Rewrite all the rows below with each "indicate" changed to "mark" and nothing else altered. Leave the pictures out.
# start of Extracted material
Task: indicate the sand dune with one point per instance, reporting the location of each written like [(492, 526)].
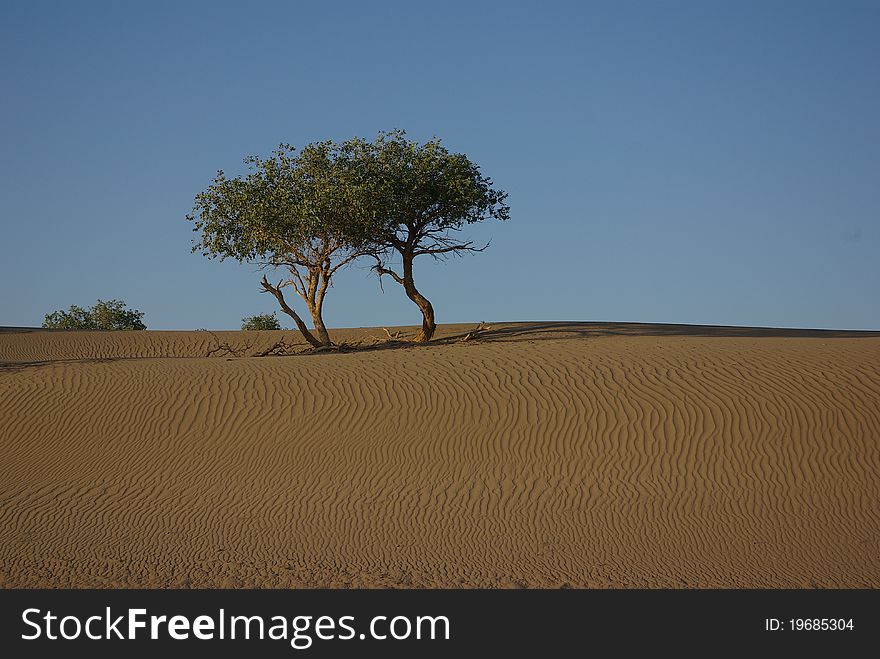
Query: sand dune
[(537, 455)]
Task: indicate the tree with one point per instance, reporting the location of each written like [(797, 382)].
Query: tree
[(293, 210), (110, 315), (266, 321), (420, 197)]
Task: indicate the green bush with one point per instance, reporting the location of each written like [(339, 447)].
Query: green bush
[(261, 321), (110, 315)]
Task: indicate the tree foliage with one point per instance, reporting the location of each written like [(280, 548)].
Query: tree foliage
[(109, 315), (266, 321), (294, 210), (314, 211), (422, 196)]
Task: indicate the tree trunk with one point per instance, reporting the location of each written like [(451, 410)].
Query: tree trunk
[(290, 312), (320, 330), (428, 324)]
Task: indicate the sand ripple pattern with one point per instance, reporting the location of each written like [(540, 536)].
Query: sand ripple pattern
[(529, 461)]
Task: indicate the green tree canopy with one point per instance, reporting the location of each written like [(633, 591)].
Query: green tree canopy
[(109, 315), (420, 197), (296, 211), (265, 321)]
# end of Extracted material
### Expected answer
Task: mark the sand dune with one point per instance, reporting the location of each written like [(492, 526)].
Query: sand dune
[(537, 455)]
Task: mark the tree with one point per instance, reporting the location of each written like [(797, 382)].
Query: tree
[(293, 210), (110, 315), (266, 321), (420, 197)]
Task: mark the green bush with one point per instance, reporting the location of each written like [(339, 447)].
Query: green bush
[(261, 321), (110, 315)]
Task: mark the tree foliage with one point per instance, reporting the location of each written like [(280, 548)].
Query: tree foliage
[(109, 315), (266, 321), (294, 210), (314, 211), (422, 196)]
Task: mark the tree trunk with one point per instance, reporting the location of each written like [(451, 410)].
Query: tree trunk
[(290, 312), (320, 330), (428, 324)]
Task: mark the sand ripple pattern with one point per instance, reporting the location of each written like [(540, 536)].
Query: sand ripple pattern
[(529, 461)]
Task: mark the green tree canopy with one point per instance, reporting the location of each written like [(633, 591)].
Query: green tree canopy
[(109, 315), (420, 197), (296, 211), (265, 321)]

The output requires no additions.